## WHAT IS BEING ASKED
Format every line of the rows below as a Markdown table with two columns, Row (a running number) and Line (the text). Skip blank lines and leave out the pictures.

## RECORDS SUPPLIED
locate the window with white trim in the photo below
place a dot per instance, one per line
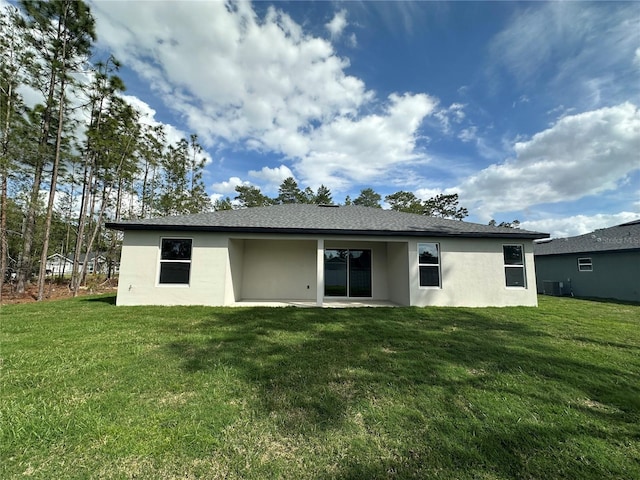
(429, 264)
(175, 261)
(585, 264)
(514, 271)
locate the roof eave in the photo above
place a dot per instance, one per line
(323, 231)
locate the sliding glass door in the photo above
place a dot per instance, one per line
(347, 273)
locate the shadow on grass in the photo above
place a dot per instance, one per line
(109, 299)
(447, 388)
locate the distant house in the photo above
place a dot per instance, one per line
(602, 264)
(320, 255)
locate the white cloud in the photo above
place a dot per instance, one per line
(468, 134)
(583, 154)
(271, 178)
(572, 46)
(579, 224)
(148, 117)
(453, 113)
(366, 149)
(231, 74)
(265, 84)
(337, 24)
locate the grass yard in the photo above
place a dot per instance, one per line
(90, 390)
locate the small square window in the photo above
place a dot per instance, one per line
(514, 271)
(175, 261)
(429, 264)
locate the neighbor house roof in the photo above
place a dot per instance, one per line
(621, 237)
(323, 219)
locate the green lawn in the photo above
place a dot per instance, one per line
(90, 390)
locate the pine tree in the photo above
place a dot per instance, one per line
(368, 198)
(289, 192)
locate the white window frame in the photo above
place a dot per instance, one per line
(588, 264)
(161, 261)
(523, 266)
(438, 265)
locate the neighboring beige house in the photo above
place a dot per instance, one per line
(58, 264)
(323, 254)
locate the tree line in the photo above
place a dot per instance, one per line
(78, 154)
(442, 205)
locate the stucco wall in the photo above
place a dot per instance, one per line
(279, 270)
(397, 268)
(615, 274)
(254, 267)
(472, 272)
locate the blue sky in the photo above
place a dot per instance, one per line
(526, 110)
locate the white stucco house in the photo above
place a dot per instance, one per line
(323, 254)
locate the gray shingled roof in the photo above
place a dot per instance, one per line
(315, 219)
(621, 237)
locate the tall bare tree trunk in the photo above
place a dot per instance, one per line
(52, 195)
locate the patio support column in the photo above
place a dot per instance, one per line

## RESULT FOR THIS TASK
| Row | Line |
|---|---|
| 1 | locate the window with white trim in the photo below |
| 2 | place a dot per instance, one per line |
| 3 | (429, 264) |
| 4 | (175, 261) |
| 5 | (585, 264) |
| 6 | (514, 271) |
| 7 | locate the roof eave in the photo above |
| 8 | place a dot per instance, one per line |
| 9 | (323, 231) |
| 10 | locate the sliding glass door in the photo above |
| 11 | place a dot per instance, one per line |
| 12 | (347, 273) |
| 13 | locate the shadow on grass in the photo above |
| 14 | place a dot per instance, one per line |
| 15 | (109, 299) |
| 16 | (447, 388) |
| 17 | locate the distant house in the photo above |
| 18 | place a dot per instance, one per line |
| 19 | (602, 264) |
| 20 | (320, 255) |
| 21 | locate the white cloud in the photo above |
| 22 | place a dot per instance, one per line |
| 23 | (468, 134) |
| 24 | (583, 154) |
| 25 | (271, 178) |
| 26 | (572, 46) |
| 27 | (579, 224) |
| 28 | (148, 117) |
| 29 | (453, 113) |
| 30 | (366, 149) |
| 31 | (231, 74) |
| 32 | (265, 84) |
| 33 | (337, 24) |
| 34 | locate the grass yard in the photo above |
| 35 | place a dot per instance, one per line |
| 36 | (90, 390) |
| 37 | locate the small square window in the photo above |
| 38 | place a dot per instance, one per line |
| 39 | (514, 271) |
| 40 | (175, 261) |
| 41 | (429, 264) |
| 42 | locate the neighbor house roof in the photo above |
| 43 | place a dot per instance, one per line |
| 44 | (621, 237) |
| 45 | (323, 219) |
| 46 | locate the green lawn in the photo above |
| 47 | place a dot per instance, one per line |
| 48 | (90, 390) |
| 49 | locate the pine tree in the photo above |
| 50 | place a dot per instance, one per line |
| 51 | (368, 198) |
| 52 | (289, 192) |
| 53 | locate the white window frame in the photo above |
| 54 | place a dot per instance, one per line |
| 55 | (588, 264) |
| 56 | (161, 261) |
| 57 | (523, 266) |
| 58 | (438, 265) |
| 59 | locate the neighboring beige house in the photo above |
| 60 | place a dot per instance, one per line |
| 61 | (58, 264) |
| 62 | (323, 254) |
| 63 | locate the tree line in the photo above |
| 64 | place a dot per instance, one per line |
| 65 | (78, 154) |
| 66 | (442, 205) |
| 67 | locate the stucco wall in the photo above |
| 68 | place a dot per instance, one per line |
| 69 | (279, 270) |
| 70 | (397, 268) |
| 71 | (615, 274) |
| 72 | (254, 267) |
| 73 | (472, 272) |
| 74 | locate the blue sky in the photo above |
| 75 | place a dot per instance, one per line |
| 76 | (526, 110) |
| 77 | locate the white stucco house in the photo above |
| 78 | place a dot per instance, one per line |
| 79 | (323, 254) |
| 80 | locate the gray shingled roof in the photo above |
| 81 | place a dot per instance, one per line |
| 82 | (315, 219) |
| 83 | (621, 237) |
| 84 | locate the tall bare tree trunk in the photo above |
| 85 | place a dot per instance, one per line |
| 86 | (52, 195) |
| 87 | locate the patio support column in the photo above |
| 88 | place a dot per instance, one per line |